• Raw records

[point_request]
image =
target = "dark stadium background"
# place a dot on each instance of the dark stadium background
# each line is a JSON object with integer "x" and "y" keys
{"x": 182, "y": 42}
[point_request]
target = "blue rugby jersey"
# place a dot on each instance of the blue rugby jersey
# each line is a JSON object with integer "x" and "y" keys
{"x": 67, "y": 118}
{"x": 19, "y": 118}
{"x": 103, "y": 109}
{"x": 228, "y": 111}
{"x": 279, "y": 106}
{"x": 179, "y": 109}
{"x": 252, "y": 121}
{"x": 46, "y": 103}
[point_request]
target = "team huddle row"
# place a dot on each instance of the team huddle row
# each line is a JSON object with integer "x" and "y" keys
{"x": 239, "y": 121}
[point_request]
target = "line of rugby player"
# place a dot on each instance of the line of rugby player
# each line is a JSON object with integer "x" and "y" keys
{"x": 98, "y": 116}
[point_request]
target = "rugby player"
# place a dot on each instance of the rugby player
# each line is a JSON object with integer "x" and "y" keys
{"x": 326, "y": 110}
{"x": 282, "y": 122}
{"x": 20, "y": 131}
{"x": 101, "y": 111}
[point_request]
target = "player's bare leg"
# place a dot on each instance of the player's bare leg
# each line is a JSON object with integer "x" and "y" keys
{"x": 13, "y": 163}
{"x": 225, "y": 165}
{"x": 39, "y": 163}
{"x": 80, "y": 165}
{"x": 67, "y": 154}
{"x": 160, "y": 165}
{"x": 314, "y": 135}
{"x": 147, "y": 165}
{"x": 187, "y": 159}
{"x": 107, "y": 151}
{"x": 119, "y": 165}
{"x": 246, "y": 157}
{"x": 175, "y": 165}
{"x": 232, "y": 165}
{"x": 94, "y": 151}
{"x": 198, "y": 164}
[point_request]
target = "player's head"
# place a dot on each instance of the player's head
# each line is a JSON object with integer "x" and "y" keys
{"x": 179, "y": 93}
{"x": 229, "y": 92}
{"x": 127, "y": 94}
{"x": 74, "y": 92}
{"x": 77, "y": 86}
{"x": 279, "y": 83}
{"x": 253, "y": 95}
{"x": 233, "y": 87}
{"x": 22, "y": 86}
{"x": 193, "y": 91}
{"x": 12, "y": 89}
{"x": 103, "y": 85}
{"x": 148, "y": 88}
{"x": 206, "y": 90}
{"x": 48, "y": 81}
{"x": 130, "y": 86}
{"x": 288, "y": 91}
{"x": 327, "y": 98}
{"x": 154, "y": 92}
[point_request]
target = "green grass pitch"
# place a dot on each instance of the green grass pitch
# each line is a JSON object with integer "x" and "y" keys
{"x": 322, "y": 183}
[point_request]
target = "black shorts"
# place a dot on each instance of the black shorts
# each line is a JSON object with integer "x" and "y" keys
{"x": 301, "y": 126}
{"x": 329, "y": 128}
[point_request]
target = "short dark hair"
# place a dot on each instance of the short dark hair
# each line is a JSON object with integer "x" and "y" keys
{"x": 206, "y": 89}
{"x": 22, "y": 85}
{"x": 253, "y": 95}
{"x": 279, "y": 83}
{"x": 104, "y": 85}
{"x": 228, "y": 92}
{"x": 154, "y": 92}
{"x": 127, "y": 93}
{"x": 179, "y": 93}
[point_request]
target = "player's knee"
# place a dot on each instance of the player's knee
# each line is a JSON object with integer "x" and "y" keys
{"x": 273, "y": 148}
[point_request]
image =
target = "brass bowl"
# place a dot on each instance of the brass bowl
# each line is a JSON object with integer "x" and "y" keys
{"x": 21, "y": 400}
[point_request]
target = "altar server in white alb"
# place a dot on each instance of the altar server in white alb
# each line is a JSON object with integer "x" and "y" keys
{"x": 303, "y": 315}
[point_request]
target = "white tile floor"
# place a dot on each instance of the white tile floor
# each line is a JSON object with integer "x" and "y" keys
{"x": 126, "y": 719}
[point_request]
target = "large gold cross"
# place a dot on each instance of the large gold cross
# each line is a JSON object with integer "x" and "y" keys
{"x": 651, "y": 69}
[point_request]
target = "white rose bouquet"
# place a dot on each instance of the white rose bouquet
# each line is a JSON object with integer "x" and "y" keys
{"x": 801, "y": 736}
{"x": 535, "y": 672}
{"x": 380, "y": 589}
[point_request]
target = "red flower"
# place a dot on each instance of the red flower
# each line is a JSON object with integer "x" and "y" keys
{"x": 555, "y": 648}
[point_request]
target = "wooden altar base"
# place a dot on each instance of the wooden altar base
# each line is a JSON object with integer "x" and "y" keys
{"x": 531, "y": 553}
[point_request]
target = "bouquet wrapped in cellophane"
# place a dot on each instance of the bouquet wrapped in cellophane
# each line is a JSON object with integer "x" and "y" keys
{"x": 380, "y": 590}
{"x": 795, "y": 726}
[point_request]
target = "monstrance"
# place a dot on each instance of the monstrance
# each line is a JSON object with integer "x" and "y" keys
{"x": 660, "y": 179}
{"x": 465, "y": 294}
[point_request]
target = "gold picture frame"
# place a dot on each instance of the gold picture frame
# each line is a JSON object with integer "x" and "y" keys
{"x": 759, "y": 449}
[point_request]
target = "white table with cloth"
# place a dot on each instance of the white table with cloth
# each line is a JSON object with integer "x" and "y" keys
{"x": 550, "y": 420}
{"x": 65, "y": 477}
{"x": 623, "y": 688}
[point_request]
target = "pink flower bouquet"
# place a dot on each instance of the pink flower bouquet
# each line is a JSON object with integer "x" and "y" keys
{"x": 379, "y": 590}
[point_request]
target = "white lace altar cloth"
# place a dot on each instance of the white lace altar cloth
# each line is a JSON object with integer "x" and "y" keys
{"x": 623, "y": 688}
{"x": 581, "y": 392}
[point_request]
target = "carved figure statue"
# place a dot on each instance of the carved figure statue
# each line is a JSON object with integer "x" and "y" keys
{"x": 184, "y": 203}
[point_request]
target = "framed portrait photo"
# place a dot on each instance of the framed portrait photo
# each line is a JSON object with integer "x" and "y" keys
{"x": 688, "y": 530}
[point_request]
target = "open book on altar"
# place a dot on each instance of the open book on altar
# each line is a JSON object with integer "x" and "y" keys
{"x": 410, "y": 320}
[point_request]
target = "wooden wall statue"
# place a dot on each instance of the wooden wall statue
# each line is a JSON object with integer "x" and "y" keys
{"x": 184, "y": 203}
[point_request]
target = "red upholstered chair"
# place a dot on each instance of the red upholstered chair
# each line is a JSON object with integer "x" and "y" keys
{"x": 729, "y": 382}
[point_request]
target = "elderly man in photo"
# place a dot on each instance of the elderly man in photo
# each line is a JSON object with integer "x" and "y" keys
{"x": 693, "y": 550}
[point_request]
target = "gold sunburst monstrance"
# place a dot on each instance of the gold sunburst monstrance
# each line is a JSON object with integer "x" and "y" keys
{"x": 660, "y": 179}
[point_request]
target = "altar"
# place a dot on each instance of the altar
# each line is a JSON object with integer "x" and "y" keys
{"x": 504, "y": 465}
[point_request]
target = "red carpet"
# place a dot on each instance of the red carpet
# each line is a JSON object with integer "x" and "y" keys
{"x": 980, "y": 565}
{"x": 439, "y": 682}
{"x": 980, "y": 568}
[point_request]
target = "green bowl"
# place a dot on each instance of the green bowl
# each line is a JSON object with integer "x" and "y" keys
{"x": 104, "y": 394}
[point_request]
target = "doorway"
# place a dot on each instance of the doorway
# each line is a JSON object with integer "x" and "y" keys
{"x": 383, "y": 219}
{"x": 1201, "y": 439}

• Task goal
Retype the whole listing, matching it exactly.

• Complete answer
[point_request]
image =
target = "dark stadium background"
# place a dot on each instance of the dark stadium background
# each line is a JSON object with integer "x" and "y" keys
{"x": 182, "y": 42}
[point_request]
target = "blue rugby jersey"
# place a dot on each instance of the blue rugby jersey
# each line is a JSON object with integer "x" and "y" keys
{"x": 67, "y": 118}
{"x": 19, "y": 118}
{"x": 103, "y": 109}
{"x": 228, "y": 111}
{"x": 279, "y": 106}
{"x": 179, "y": 109}
{"x": 252, "y": 121}
{"x": 46, "y": 103}
[point_request]
target = "team huddle row"
# place a dot on each instance of the team huddle row
# each line is a JSON object with integer "x" and "y" keys
{"x": 239, "y": 121}
[point_request]
target = "line of rugby player"
# place a dot on each instance of the line of rugby player
# each line is a JSON object with integer "x" and "y" keys
{"x": 98, "y": 116}
[point_request]
target = "rugby player"
# place a dot on each instance of the rugby player
# each line is a JSON object with integer "x" and "y" keys
{"x": 326, "y": 110}
{"x": 282, "y": 122}
{"x": 20, "y": 131}
{"x": 101, "y": 111}
[point_request]
target = "player's bare leg"
# place a dot on each instance of the player's bare leg
# each line is a JSON object with integer "x" and "y" keys
{"x": 13, "y": 163}
{"x": 225, "y": 165}
{"x": 39, "y": 163}
{"x": 80, "y": 165}
{"x": 67, "y": 154}
{"x": 160, "y": 165}
{"x": 314, "y": 135}
{"x": 147, "y": 165}
{"x": 187, "y": 159}
{"x": 107, "y": 151}
{"x": 119, "y": 165}
{"x": 246, "y": 157}
{"x": 175, "y": 165}
{"x": 232, "y": 165}
{"x": 94, "y": 151}
{"x": 198, "y": 164}
[point_request]
target = "player's head"
# place a dot on each instance of the player's head
# each line is a JSON object with integer "x" and "y" keys
{"x": 179, "y": 93}
{"x": 229, "y": 92}
{"x": 127, "y": 94}
{"x": 74, "y": 92}
{"x": 77, "y": 86}
{"x": 279, "y": 83}
{"x": 253, "y": 95}
{"x": 233, "y": 87}
{"x": 22, "y": 86}
{"x": 193, "y": 91}
{"x": 12, "y": 89}
{"x": 103, "y": 85}
{"x": 148, "y": 88}
{"x": 206, "y": 90}
{"x": 48, "y": 81}
{"x": 130, "y": 86}
{"x": 288, "y": 91}
{"x": 327, "y": 98}
{"x": 154, "y": 92}
[point_request]
target = "green grass pitch"
# place a dot on each instance of the green grass pitch
# each line is a JSON object with integer "x" and "y" keys
{"x": 322, "y": 183}
[point_request]
target = "black shorts"
# place a dot on each instance of the black shorts
# each line is a JSON object with integer "x" and "y" keys
{"x": 301, "y": 126}
{"x": 329, "y": 128}
[point_request]
target = "short dark hair"
# place a dot on each instance of the short dark hair
# each line is a JSON object with integer "x" and "y" keys
{"x": 206, "y": 89}
{"x": 22, "y": 85}
{"x": 253, "y": 95}
{"x": 279, "y": 83}
{"x": 104, "y": 85}
{"x": 228, "y": 92}
{"x": 154, "y": 92}
{"x": 127, "y": 93}
{"x": 179, "y": 93}
[point_request]
target = "player's knee"
# place a dot on each instance of the player's knee
# each line is a JSON object with integer "x" and "y" keys
{"x": 273, "y": 148}
[point_request]
image =
target = "brass bowl"
# place a dot on each instance of the brass bowl
# each line is a JSON object with integer "x" and "y" keys
{"x": 21, "y": 400}
[point_request]
target = "altar server in white alb"
# place a dot on each instance of the altar server in white alb
# each line is a JSON object with integer "x" and "y" keys
{"x": 303, "y": 315}
[point_request]
target = "white tile floor"
# place a dot on each instance of the white tile floor
# each line is a JSON object with integer "x" and "y" keys
{"x": 126, "y": 719}
[point_request]
target = "large gold cross"
# place a dot on each instance of the large gold cross
# each line is a JSON object with integer "x" and "y" keys
{"x": 651, "y": 69}
[point_request]
target = "white rose bouquet"
# place a dot on each instance of the white rose bouquet
# each line is a JSON object with integer "x" and "y" keys
{"x": 801, "y": 736}
{"x": 535, "y": 672}
{"x": 380, "y": 589}
[point_request]
target = "red flower"
# place a dot on each instance of the red flower
# each line is a JSON object with integer "x" and "y" keys
{"x": 555, "y": 648}
[point_request]
target = "wooden altar base"
# place a dot on each instance of the wooden altar base
# each line is a JSON object with integer "x" and "y" keys
{"x": 531, "y": 553}
[point_request]
target = "bouquet wrapped in cellophane"
# place a dot on each instance of the bouquet wrapped in cellophane
# each line is a JSON object with integer "x" and "y" keys
{"x": 380, "y": 590}
{"x": 795, "y": 726}
[point_request]
target = "monstrance"
# place a dot on each instance of the monstrance
# each line is a JSON object with integer "x" and "y" keys
{"x": 660, "y": 179}
{"x": 465, "y": 294}
[point_request]
target = "gold picture frame"
# place a dot on each instance of the gold picture frame
# each line is a JSON object with integer "x" and "y" keys
{"x": 759, "y": 449}
[point_request]
target = "white table with cloth"
# place a dot on each instance of the white table with cloth
# each line is a JSON object with integer "x" and "y" keys
{"x": 550, "y": 420}
{"x": 65, "y": 477}
{"x": 623, "y": 688}
[point_request]
target = "pink flower bouquet"
# place a dot on each instance of the pink flower bouquet
# each line is a JSON object with integer "x" and "y" keys
{"x": 379, "y": 590}
[point_request]
target = "white lace altar cloth"
# place a dot on each instance of the white lace altar cloth
# each line is a JSON object with integer "x" and "y" keys
{"x": 623, "y": 688}
{"x": 581, "y": 392}
[point_request]
target = "carved figure statue"
# place a dot on each instance of the carved figure statue
# each line is a JSON object with integer "x" and "y" keys
{"x": 184, "y": 203}
[point_request]
target = "framed portrait photo"
# place a dot on each instance of the framed portrait photo
# each line is a JSON object with integer "x" and "y" keys
{"x": 688, "y": 530}
[point_request]
target = "open book on altar"
# place a dot on each instance of the open book on altar
# each line is a JSON object with integer "x" and "y" keys
{"x": 410, "y": 320}
[point_request]
target = "wooden wall statue"
# place a dot on each instance of the wooden wall statue
# each line is a JSON object with integer "x" and "y" keys
{"x": 184, "y": 203}
[point_request]
target = "red upholstered chair"
# place a dot on each instance of the red upholstered chair
# each line is a JSON object with integer "x" and "y" keys
{"x": 729, "y": 382}
[point_request]
target = "elderly man in photo"
# place a dot on each instance of the elderly man in photo
# each line is a JSON object with integer "x" and "y" keys
{"x": 693, "y": 550}
[point_request]
target = "gold sunburst monstrance"
# place a dot on each instance of the gold sunburst monstrance
# each line is a JSON object with integer "x" and "y" keys
{"x": 660, "y": 179}
[point_request]
target = "altar"
# place a dot on each instance of the altar
# each line is a JSON object with integer "x" and "y" keys
{"x": 504, "y": 465}
[point_request]
target = "red carpet"
# place a dot on each instance of the red carpet
# each line is a JSON object with integer "x" and "y" keys
{"x": 980, "y": 565}
{"x": 439, "y": 682}
{"x": 980, "y": 568}
[point_request]
target = "green bowl"
# place a dot on each instance of the green bowl
# each line is a JSON object with integer "x" and "y" keys
{"x": 104, "y": 394}
[point_request]
target = "doorway"
# place a dot on each instance of the doorway
# each line is a JSON object with integer "x" and "y" keys
{"x": 383, "y": 219}
{"x": 1201, "y": 439}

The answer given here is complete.